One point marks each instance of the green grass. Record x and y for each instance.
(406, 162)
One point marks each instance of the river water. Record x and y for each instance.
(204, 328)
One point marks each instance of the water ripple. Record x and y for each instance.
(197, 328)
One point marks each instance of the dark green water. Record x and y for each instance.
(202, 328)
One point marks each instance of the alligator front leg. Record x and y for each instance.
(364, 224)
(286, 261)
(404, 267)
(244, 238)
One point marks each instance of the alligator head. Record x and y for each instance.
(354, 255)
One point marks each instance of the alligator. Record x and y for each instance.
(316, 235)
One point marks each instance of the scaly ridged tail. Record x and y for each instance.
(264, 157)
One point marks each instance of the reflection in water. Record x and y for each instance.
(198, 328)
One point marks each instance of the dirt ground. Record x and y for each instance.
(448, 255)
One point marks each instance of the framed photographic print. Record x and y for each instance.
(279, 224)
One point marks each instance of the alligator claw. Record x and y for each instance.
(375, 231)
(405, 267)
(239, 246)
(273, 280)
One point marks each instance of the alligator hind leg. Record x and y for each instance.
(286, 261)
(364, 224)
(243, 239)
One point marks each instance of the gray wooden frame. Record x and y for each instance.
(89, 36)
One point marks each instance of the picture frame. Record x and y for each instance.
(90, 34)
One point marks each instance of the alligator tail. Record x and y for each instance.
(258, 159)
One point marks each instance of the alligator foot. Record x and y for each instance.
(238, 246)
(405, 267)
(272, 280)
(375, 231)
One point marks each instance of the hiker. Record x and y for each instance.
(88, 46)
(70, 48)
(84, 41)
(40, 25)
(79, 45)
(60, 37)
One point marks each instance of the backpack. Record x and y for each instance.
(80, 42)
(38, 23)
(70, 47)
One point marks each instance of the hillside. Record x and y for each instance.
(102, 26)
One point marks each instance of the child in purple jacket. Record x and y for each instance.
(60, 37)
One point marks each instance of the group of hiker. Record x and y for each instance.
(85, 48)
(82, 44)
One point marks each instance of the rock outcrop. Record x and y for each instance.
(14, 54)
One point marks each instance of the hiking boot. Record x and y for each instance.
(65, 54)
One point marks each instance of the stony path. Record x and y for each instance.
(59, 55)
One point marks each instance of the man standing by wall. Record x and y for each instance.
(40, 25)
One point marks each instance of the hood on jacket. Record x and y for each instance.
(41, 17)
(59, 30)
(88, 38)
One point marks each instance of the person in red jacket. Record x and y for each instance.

------------------------------------------------------------

**EXERCISE GOAL:** Would you give the material above again, complete and exact?

**ANSWER TO THIS EXERCISE:**
One point marks each instance of the green grass. Record x and y for each instance.
(406, 162)
One point marks each instance of the river water. Record x and y for each instance.
(204, 328)
One point marks each instance of the water ripple. Record x and y for each instance.
(197, 328)
One point marks each instance of the dark green water. Record x and y for each instance.
(202, 328)
One point marks each instance of the alligator front leg. Record x and y for each instance.
(364, 224)
(286, 261)
(404, 267)
(244, 238)
One point marks each instance of the alligator head. Record x and y for each instance.
(354, 255)
One point marks each instance of the alligator. Record x and y for each instance.
(316, 235)
One point marks each instance of the scaly ridged tail. Record x and y for each instance.
(264, 157)
One point marks each instance of the reflection in water. Record x and y for each instance.
(198, 328)
One point marks each instance of the dirt ground. Record x and y for each instance.
(448, 255)
One point marks each instance of the framed photographic print. Record x and y for each instance.
(279, 224)
One point marks each instance of the alligator claw. Record x and y for each instance.
(375, 231)
(405, 267)
(239, 246)
(273, 280)
One point marks each instance of the alligator hind leg. Record x and y for each instance.
(286, 261)
(364, 224)
(243, 239)
One point marks each instance of the gray wooden frame. Record x and y for each instance.
(89, 36)
One point marks each instance of the picture frame. Record x and y for each instance.
(90, 34)
One point marks each instance of the alligator tail. Record x and y for each instance.
(258, 159)
One point marks each instance of the alligator foot. Record x and y for each instance.
(238, 246)
(405, 267)
(272, 280)
(375, 231)
One point marks each instance of the hiker. Record x and y for each instance.
(88, 46)
(70, 48)
(84, 41)
(40, 25)
(79, 45)
(60, 37)
One point marks each instance of the backpack. Record x and y for each instance.
(80, 42)
(38, 23)
(70, 47)
One point marks each instance of the hillside. Record x and y for each instance.
(102, 26)
One point marks each instance of the child in purple jacket. Record x and y for each instance.
(60, 37)
One point marks each instance of the group of hiker. Record x and y for each instance.
(85, 48)
(82, 44)
One point marks each instance of the rock outcrop. Record x and y for each instance.
(14, 54)
One point marks each instance of the hiking boot. Record x and y for each instance.
(65, 54)
One point marks each instance of the stony path. Record x and y for each instance.
(59, 55)
One point marks each instance of the man standing by wall. Record x and y for each instance.
(40, 25)
One point marks each instance of the hood on jacket. Record x and y for each instance.
(41, 17)
(59, 30)
(88, 38)
One point marks each instance of the person in red jacket. Record x and y for each instance.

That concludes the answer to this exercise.